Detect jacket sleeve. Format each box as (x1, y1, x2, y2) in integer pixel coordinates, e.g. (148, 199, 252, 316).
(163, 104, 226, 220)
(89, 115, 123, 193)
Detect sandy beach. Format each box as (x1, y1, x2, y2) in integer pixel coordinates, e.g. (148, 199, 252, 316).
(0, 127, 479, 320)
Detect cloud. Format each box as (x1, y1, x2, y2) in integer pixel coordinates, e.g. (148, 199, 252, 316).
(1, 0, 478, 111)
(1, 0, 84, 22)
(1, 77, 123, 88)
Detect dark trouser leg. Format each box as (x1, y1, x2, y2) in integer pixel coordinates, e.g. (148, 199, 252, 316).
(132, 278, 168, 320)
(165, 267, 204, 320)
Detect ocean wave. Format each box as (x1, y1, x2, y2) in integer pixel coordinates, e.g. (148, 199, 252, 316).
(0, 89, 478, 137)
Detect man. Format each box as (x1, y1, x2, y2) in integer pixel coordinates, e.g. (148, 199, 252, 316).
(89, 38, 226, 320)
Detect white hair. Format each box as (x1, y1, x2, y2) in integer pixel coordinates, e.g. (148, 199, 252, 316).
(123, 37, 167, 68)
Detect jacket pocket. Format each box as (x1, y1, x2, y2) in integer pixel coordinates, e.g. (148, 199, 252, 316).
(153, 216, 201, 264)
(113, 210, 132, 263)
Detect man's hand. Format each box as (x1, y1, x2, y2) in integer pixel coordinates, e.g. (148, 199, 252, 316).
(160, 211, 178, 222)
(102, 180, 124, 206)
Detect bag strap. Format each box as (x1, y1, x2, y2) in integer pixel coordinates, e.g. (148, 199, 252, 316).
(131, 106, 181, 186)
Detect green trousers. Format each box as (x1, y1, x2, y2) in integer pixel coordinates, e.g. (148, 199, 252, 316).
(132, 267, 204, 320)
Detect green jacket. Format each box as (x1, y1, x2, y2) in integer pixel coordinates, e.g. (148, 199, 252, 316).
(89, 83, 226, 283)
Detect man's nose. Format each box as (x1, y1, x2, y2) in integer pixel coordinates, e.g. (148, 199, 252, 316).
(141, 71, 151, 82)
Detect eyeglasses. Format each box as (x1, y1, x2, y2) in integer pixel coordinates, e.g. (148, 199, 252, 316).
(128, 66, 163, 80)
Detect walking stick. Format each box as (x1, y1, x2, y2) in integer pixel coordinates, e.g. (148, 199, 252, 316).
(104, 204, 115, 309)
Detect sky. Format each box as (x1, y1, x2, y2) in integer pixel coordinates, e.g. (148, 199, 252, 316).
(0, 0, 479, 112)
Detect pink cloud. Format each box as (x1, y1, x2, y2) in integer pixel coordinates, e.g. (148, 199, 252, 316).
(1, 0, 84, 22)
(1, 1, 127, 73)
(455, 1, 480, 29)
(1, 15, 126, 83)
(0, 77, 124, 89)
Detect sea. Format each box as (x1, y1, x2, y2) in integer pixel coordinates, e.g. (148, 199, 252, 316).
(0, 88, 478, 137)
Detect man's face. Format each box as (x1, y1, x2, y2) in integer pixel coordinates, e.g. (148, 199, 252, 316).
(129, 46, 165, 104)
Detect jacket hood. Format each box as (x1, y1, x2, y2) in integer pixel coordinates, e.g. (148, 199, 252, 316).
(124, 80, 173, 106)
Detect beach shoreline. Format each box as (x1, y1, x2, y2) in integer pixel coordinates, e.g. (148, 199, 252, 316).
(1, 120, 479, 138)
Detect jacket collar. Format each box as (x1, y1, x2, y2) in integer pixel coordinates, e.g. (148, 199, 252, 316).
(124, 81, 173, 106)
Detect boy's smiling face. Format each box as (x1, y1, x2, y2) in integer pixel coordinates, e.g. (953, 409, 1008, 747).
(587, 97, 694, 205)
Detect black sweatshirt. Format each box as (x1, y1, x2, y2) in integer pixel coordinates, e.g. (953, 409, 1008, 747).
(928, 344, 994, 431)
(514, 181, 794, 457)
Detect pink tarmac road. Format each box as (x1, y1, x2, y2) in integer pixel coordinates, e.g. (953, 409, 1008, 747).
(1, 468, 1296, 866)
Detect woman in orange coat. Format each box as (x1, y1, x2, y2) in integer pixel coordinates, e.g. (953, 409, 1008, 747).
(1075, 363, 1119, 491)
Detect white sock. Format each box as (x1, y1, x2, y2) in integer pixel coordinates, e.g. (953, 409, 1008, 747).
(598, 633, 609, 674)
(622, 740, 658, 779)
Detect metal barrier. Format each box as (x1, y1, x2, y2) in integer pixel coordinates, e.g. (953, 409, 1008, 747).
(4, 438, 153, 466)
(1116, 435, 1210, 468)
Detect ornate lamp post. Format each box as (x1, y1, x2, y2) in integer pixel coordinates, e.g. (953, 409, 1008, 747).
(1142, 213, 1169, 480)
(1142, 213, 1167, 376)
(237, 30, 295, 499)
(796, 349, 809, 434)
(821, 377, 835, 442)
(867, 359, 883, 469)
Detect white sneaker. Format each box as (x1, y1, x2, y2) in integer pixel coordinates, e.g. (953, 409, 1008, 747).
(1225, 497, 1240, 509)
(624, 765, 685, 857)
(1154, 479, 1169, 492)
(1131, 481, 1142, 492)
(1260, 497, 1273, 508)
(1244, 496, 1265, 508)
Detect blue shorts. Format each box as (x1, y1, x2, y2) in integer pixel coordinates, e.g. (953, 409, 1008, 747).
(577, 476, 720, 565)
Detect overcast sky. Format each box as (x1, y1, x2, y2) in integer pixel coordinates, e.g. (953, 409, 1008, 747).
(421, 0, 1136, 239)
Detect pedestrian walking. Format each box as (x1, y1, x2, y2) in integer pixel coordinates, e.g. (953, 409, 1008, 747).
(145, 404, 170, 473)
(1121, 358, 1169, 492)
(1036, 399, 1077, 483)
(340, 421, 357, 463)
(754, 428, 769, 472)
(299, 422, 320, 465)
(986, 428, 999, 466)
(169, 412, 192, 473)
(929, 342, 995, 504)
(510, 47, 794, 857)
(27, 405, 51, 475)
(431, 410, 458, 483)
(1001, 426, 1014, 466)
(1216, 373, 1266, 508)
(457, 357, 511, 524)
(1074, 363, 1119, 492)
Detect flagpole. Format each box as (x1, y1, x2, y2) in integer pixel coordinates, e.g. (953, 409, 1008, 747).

* * * * *

— Assignment —
Set down each entry from above once more, exactly as written.

— Result —
Detect jacket sleeve. Format each box as (x1, y1, x2, y2) in integer pixel coordinates, e.g. (148, 199, 252, 316).
(163, 104, 226, 220)
(89, 115, 123, 193)
Detect sandy beach. Format each box as (x1, y1, x2, y2) in integer pixel coordinates, e.g. (148, 199, 252, 316).
(0, 127, 479, 320)
Detect cloud. Format each box as (x1, y1, x2, y2) in integer pixel coordinates, e.g. (148, 199, 252, 316).
(1, 0, 478, 111)
(1, 0, 84, 22)
(1, 77, 123, 88)
Detect dark trouser leg. Format each box as (x1, y1, x2, y2) in integer pixel coordinates, e.g. (148, 199, 252, 316).
(132, 278, 168, 320)
(165, 267, 204, 320)
Detect ocean wave. Format each box as (x1, y1, x2, y2) in integer pixel coordinates, e.g. (148, 199, 252, 316).
(0, 89, 478, 137)
Detect man. Format each box as (x1, y1, x2, y2) in integer pixel coordinates, e.g. (148, 199, 252, 316).
(89, 38, 226, 320)
Detect white hair. Format each box as (x1, y1, x2, y2) in integer pixel coordinates, e.g. (148, 199, 252, 316).
(123, 37, 167, 68)
Detect jacket pocket. Format each box as (x1, y1, x2, y2) in integer pixel coordinates, e.g. (148, 199, 252, 316).
(153, 216, 201, 264)
(113, 210, 132, 263)
Detect man's hand. Format each box as (x1, y1, x2, y2) in integer pixel coordinates, e.g. (148, 199, 252, 316).
(160, 211, 178, 222)
(102, 180, 124, 206)
Detect bag strap. Format each box as (x1, y1, x2, y2) in integer pixel coordinates, e.g. (148, 199, 252, 316).
(131, 106, 181, 186)
Detect green trousers. Format each box as (x1, y1, x2, y2) in integer pixel coordinates, e.g. (148, 199, 252, 316).
(132, 267, 204, 320)
Detect green jacket. Format each box as (x1, y1, x2, y2) in integer pixel coordinates, e.g. (148, 199, 252, 316).
(89, 83, 226, 283)
Detect man's nose. Format each box as (x1, y1, x2, y2) in integer pixel coordinates, e.g. (148, 199, 252, 316).
(141, 71, 151, 82)
Detect eyeglasses. Format each box as (x1, y1, x2, y2) in integer pixel coordinates, e.g. (148, 199, 252, 316).
(128, 66, 163, 80)
Detect walking stick. Format each box as (x1, y1, x2, y2) in integer pixel coordinates, e.g. (148, 199, 252, 316).
(104, 204, 115, 309)
Detect sky. Format each box as (x1, y1, x2, y2) in integer pixel coordinates, e.g. (148, 199, 252, 316).
(0, 0, 479, 112)
Detect pink cloud. Format each box as (x1, y1, x2, y2) in integer pixel coordinates, e.g. (148, 199, 252, 316).
(1, 0, 84, 22)
(1, 1, 127, 73)
(455, 1, 480, 29)
(1, 15, 126, 83)
(0, 77, 124, 89)
Detect sea. Format each box as (x1, y1, x2, y2) in integer pixel coordinates, e.g. (148, 199, 252, 316).
(0, 88, 478, 137)
Detect man's face. Format each box as (x1, y1, x2, y2) in integer pixel coordinates, e.g. (148, 199, 252, 316).
(129, 46, 165, 104)
Detect jacket hood. Format each box as (x1, y1, x2, y2) in integer pixel coordinates, e.g. (148, 199, 252, 316).
(124, 80, 173, 106)
Detect beach shoreline. Format each box as (x1, y1, x2, y2) in integer pixel coordinates, e.g. (148, 199, 252, 316).
(1, 120, 479, 138)
Detect jacket collar. Format each box as (x1, y1, x2, y2) in integer pixel coordinates, e.g. (148, 199, 252, 316).
(124, 81, 173, 106)
Detect boy's smiling face. Format each box as (x1, y1, x2, y2) in integer pixel coordinates, e.g. (953, 409, 1008, 747).
(587, 97, 694, 205)
Detect black sweatshirt. Format each box as (x1, y1, x2, y2) in integer pixel coordinates, e.g. (953, 409, 1008, 747).
(928, 344, 994, 431)
(514, 181, 794, 457)
Detect pink tarmac road. Format each box as (x1, y1, x2, y2) in integer pixel coordinates, e.g. (953, 409, 1008, 747).
(1, 468, 1296, 866)
Detect woman in orange coat. Format each box as (x1, y1, x2, y2) in integer pixel coordinates, e.g. (953, 409, 1008, 747).
(1075, 363, 1119, 491)
Detect white sock. Format each box as (x1, y1, x2, y2) in integer pixel coordinates, e.g. (953, 409, 1008, 747).
(598, 633, 609, 674)
(622, 740, 658, 779)
Detect metal barrier. Format each box as (x1, y1, x2, y2) in integer pixel coordinates, e.g. (953, 409, 1008, 747).
(4, 438, 153, 466)
(1116, 435, 1210, 468)
Detect ornate lamp post. Format each box as (x1, y1, x2, y2) in integer pixel coordinates, e.g. (953, 409, 1008, 747).
(1142, 213, 1169, 480)
(1142, 213, 1167, 376)
(237, 30, 295, 499)
(796, 349, 809, 434)
(821, 377, 835, 442)
(867, 359, 883, 469)
Detect white sneaker. Format each box as (x1, y1, x2, y2) in integer pixel coordinates, e.g. (953, 409, 1008, 747).
(1225, 497, 1240, 509)
(624, 765, 685, 857)
(1154, 479, 1169, 492)
(1131, 481, 1142, 492)
(1260, 497, 1273, 508)
(1244, 496, 1265, 508)
Detect blue shorts. Format each box as (x1, y1, x2, y2) in integer pixel coordinates, e.g. (953, 409, 1008, 747).
(577, 476, 720, 565)
Detect overcast sky. Format each box as (x1, y1, x2, y2) in integer pixel coordinates, e.g. (953, 409, 1008, 747).
(421, 0, 1136, 239)
Detect pedestrian walking. Format each box as (x1, y1, x2, y2) in integer pixel coordinates, e.g. (953, 409, 1008, 747).
(145, 404, 170, 473)
(1121, 358, 1169, 492)
(1036, 399, 1077, 483)
(340, 421, 357, 463)
(754, 428, 769, 472)
(299, 422, 320, 465)
(986, 428, 999, 466)
(169, 412, 192, 473)
(929, 342, 995, 504)
(510, 47, 794, 857)
(27, 405, 51, 475)
(431, 410, 458, 483)
(1001, 426, 1014, 466)
(1216, 373, 1266, 508)
(457, 357, 511, 524)
(1074, 363, 1119, 492)
Detect flagpole. Format each box as (x1, y1, x2, y2) in integer pixel coordinates, e.g. (953, 409, 1008, 747).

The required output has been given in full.